[Start of DATA EXCERPTS]

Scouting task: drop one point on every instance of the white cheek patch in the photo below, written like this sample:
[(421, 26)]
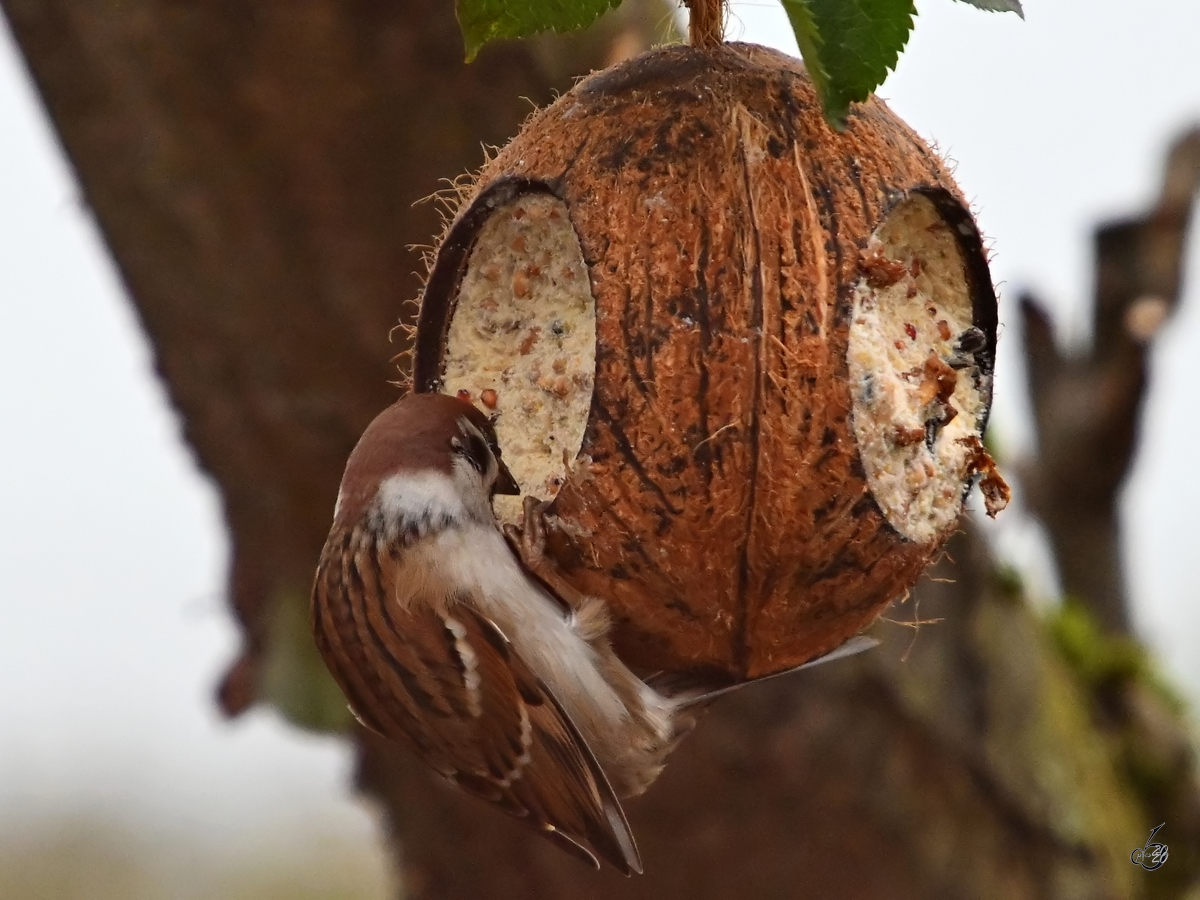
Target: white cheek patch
[(419, 497)]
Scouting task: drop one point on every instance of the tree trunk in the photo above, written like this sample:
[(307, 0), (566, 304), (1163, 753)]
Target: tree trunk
[(253, 168)]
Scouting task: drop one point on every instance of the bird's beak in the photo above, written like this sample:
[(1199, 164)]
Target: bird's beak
[(504, 481)]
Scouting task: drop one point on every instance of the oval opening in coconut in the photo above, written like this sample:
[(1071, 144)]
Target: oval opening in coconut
[(522, 341), (919, 381)]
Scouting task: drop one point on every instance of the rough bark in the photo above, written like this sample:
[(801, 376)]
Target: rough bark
[(1087, 405), (253, 167)]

[End of DATA EXCERPTS]

● **EXERCISE DIRECTIONS**:
Retype every one of the entries above word for word, leaving out the picture.

● **EXERCISE RESULT**:
Scouting task: drop one point on every instance of the white cheek patch in the photo below, written like this sample:
[(421, 26)]
Target: white cheek patch
[(419, 497)]
Scouting task: drop one point on every instance of the tree trunk in the photo above, written like this sample:
[(307, 0), (566, 304), (1163, 753)]
Target: tree trunk
[(253, 168)]
Scouting task: drop one point on every instance of the bird's beak in the photo above, written like this sample:
[(1199, 164)]
Target: bird's beak
[(504, 481)]
Scouting task: drop one point on every instance of the oval opening in coconut in the photo above, written like this sample:
[(1071, 144)]
Target: oval opening in coconut
[(522, 341), (919, 381)]
Scouting task: drop one point on every instance of the rough bark in the photo above, written like this sample:
[(801, 376)]
Target: rough bark
[(1087, 405), (253, 167)]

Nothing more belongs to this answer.